● Estratto da leggere:

^^^^^^^^

La Asur Marche é inadempiente in merito alle dovute verifiche sul farmaco letale: la sentenza del Tribunale di Ancona a giugno aveva disposto di "verificare se le modalità, la metodica ed il farmaco fossero idonei a garantire la morte più rapida, indolore e dignitosa possibile", ma la relazione ancora non c'è. Secondo l’iter stabilito dalla Consulta, è l’ultimo passaggio da effettuare prima di poter accedere legalmente alla morte medicalmente assistita
È il primo paziente in Italia ad aver ottenuto il via libera ad accedere al suicidio assistito, dopo oltre un anno di ricorsi giudiziari e diffide. Ma la battaglia di Mario, 43enne malato tetraplegico marchigiano, non è ancora finita: dopo aver ottenuto il parere favorevole del Comitato Etico sulla presenza dei quattro requisiti per l’accesso al suicidio assistito, stabiliti dalla Corte costituzionale nella sentenza Cappato/Antoniani del 2019 sul caso di Dj Fabo, è stato costretto a diffidare nuovamente la Asur (Azienda Sanitaria Unica Regionale) Marche, perché inadempiente in merito alle dovute verifiche sul farmaco letale. “La trappola burocratica è in atto. A Mario è stato riconosciuto un diritto ma non può esercitarlo”, spiega Filomena Gallo, co-difensore di Mario e segretario dell’Associazione Coscioni.
La sentenza del Tribunale di Ancona del 9 giugno scorso ha disposto che l’azienda sanitaria verificasse “l’effettiva idoneità ed efficacia della modalità, della metodica e del farmaco prescelti dall’istante per assicurarsi la morte più rapida, indolore e dignitosa possibile”, come previsto sempre dalla sentenza della Corte costituzionale 242/2019. L’Asur però non ha mai provveduto. Nel frattempo, sempre su disposizione del Tribunale, è arrivato il parere del Comitato etico della Regione Marche che ha accertato la sussistenza dei quattro parametri dettati dalla Consulta. Ma allo stesso tempo il Comitato non ha potuto esprimersi in merito alla “metodica, il farmaco e le modalità di esecuzione”, in assenza appunto della Relazione di verifica effettuata dai medici nominati dall’azienda sanitaria regionale delle Marche. Questo è, infatti, l’ultimo passaggio da effettuare prima di poter accedere legalmente alla morte medicalmente assistita, secondo l’iter stabilito dalla Consulta.
Mario ha dunque diffidato nuovamente l’Asur “ad effettuare come previsto dal Tribunale di Ancona in tempi brevissimi le dovute verifiche sulla modalità, la metodica e il farmaco idonei a garantire la morte più rapida, indolore e dignitosa possibile”. “Alla luce di questi ritardi ingiustificati e ostruzionistici rispetto al diritto di Mario alla verifica di tutte le condizioni necessarie per l’accesso alla morte volontaria medicalmente assistita, con i colleghi del collegio legale abbiamo provveduto, su indicazioni di Mario, ad inviare un’ulteriore diffida per mettere in mora l’Asur”, ha spiegato Filomena Gallo.

^^^^^^^^

● Consegna:
Ricopia senza alcuna modifica il passo dell'estratto sul caso di Mario che comincia con "Mario ha dunque" e si chiude con "spiegato Filomena Gallo.".

● Elenco dati:

^^^^^^^^

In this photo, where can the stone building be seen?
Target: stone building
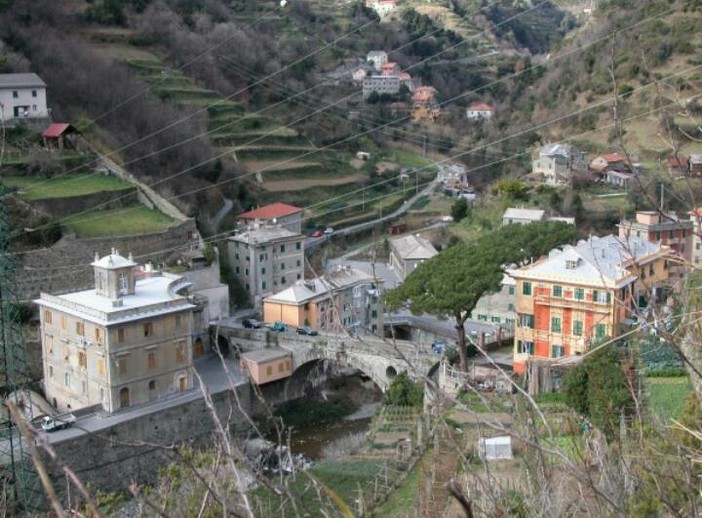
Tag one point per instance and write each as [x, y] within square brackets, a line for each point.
[266, 259]
[127, 341]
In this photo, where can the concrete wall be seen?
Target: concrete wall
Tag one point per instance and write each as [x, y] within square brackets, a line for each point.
[65, 266]
[111, 460]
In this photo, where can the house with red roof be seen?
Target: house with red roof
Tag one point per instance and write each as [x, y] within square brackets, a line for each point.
[59, 136]
[479, 112]
[282, 214]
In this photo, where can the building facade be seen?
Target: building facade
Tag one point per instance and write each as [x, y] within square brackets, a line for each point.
[344, 299]
[22, 96]
[408, 252]
[266, 259]
[582, 294]
[667, 229]
[127, 341]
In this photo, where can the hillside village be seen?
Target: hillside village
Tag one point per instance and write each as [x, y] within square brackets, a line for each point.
[528, 268]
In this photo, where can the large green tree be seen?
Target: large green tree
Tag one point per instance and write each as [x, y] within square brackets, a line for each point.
[451, 283]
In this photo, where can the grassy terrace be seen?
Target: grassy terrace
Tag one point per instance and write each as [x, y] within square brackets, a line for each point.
[32, 188]
[135, 219]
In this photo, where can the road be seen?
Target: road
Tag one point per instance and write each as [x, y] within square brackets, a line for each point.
[314, 242]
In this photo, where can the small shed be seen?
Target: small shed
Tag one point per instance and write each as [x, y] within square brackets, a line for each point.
[59, 136]
[495, 448]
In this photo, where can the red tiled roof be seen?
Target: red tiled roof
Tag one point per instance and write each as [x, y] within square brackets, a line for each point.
[274, 210]
[614, 157]
[55, 130]
[677, 161]
[480, 107]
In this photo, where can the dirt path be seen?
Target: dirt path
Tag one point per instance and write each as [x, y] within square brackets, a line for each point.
[298, 185]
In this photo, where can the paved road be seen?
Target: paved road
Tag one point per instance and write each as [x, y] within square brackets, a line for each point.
[313, 242]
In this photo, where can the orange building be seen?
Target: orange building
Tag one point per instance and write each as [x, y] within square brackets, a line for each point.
[581, 294]
[266, 365]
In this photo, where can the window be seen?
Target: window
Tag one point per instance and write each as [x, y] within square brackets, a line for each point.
[526, 321]
[556, 324]
[600, 330]
[180, 353]
[524, 347]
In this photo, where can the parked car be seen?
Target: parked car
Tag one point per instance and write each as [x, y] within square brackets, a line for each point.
[306, 330]
[277, 326]
[251, 323]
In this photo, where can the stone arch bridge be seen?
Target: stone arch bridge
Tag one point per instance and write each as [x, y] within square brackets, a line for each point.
[379, 359]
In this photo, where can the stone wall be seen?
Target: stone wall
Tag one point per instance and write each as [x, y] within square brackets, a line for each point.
[106, 200]
[65, 266]
[133, 451]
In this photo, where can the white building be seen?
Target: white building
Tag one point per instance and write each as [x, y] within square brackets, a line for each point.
[127, 341]
[22, 96]
[378, 58]
[266, 259]
[556, 163]
[408, 252]
[479, 112]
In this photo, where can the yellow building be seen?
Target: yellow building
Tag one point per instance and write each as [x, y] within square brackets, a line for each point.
[343, 299]
[127, 341]
[581, 294]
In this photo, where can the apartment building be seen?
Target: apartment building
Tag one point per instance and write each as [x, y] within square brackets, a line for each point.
[266, 259]
[581, 294]
[668, 229]
[125, 342]
[346, 298]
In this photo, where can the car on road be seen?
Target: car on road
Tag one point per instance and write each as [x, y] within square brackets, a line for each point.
[306, 330]
[276, 326]
[251, 323]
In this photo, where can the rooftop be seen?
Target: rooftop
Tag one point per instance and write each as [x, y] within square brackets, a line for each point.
[413, 248]
[597, 261]
[20, 80]
[274, 210]
[264, 235]
[524, 214]
[153, 296]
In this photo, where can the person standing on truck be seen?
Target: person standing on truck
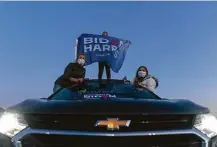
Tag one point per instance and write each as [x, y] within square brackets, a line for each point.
[101, 66]
[74, 73]
[143, 79]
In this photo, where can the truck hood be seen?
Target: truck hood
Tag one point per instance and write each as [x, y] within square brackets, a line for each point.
[111, 106]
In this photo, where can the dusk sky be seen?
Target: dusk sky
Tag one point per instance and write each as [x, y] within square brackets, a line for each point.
[177, 41]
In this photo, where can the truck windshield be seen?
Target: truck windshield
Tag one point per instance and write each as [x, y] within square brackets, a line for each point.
[93, 90]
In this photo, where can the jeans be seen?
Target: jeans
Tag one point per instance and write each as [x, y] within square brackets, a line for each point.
[56, 87]
[101, 69]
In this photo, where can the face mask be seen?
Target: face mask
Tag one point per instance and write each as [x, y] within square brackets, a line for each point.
[142, 74]
[81, 61]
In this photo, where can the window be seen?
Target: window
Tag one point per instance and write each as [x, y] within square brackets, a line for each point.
[92, 90]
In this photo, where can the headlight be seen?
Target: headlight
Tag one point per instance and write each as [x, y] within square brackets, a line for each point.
[11, 124]
[207, 124]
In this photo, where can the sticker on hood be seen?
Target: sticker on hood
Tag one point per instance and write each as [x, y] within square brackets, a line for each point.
[101, 96]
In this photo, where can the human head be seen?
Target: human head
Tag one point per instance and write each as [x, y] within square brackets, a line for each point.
[105, 33]
[81, 59]
[142, 72]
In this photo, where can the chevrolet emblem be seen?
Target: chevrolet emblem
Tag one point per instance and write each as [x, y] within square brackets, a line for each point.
[113, 123]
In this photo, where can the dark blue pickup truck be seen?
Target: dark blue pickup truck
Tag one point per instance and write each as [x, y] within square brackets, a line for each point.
[114, 114]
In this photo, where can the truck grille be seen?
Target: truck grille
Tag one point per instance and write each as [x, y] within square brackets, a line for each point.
[87, 122]
[36, 140]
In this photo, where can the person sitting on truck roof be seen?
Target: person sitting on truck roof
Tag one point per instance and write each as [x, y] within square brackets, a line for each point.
[143, 79]
[74, 73]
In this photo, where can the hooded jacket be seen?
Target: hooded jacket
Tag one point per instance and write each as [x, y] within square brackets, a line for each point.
[150, 82]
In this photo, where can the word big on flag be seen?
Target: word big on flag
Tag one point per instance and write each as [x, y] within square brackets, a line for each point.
[98, 44]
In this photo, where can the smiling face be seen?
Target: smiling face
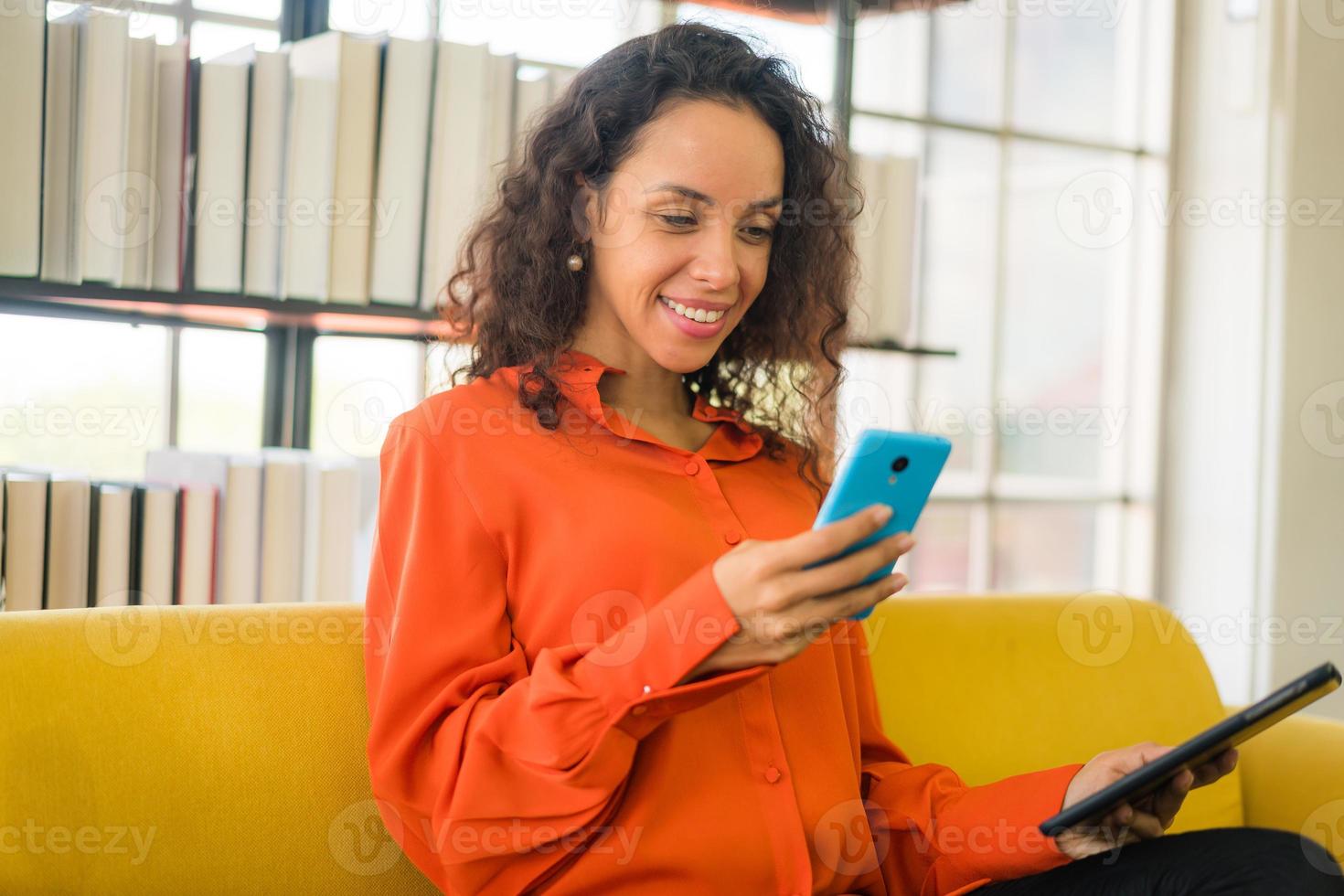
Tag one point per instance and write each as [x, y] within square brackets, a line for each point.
[684, 243]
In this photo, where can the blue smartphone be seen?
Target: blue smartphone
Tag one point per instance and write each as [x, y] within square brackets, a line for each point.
[883, 466]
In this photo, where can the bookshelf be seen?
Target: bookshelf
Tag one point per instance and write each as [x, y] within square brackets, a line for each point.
[96, 301]
[292, 325]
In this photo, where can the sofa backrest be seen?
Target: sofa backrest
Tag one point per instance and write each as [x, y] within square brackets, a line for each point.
[185, 750]
[222, 749]
[995, 686]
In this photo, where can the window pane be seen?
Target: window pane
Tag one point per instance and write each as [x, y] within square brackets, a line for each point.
[1060, 400]
[220, 389]
[1075, 70]
[571, 34]
[941, 558]
[162, 28]
[968, 62]
[371, 16]
[809, 48]
[1043, 547]
[891, 63]
[210, 39]
[875, 392]
[359, 386]
[82, 395]
[254, 8]
[958, 289]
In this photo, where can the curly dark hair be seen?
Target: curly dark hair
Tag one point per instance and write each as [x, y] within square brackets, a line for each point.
[514, 298]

^^^^^^^^

● Spazio risposta:
Mario ha dunque diffidato nuovamente l’Asur “ad effettuare come previsto dal Tribunale di Ancona in tempi brevissimi le dovute verifiche sulla modalità, la metodica e il farmaco idonei a garantire la morte più rapida, indolore e dignitosa possibile”. “Alla luce di questi ritardi ingiustificati e ostruzionistici rispetto al diritto di Mario alla verifica di tutte le condizioni necessarie per l’accesso alla morte volontaria medicalmente assistita, con i colleghi del collegio legale abbiamo provveduto, su indicazioni di Mario, ad inviare un’ulteriore diffida per mettere in mora l’Asur”, ha spiegato Filomena Gallo.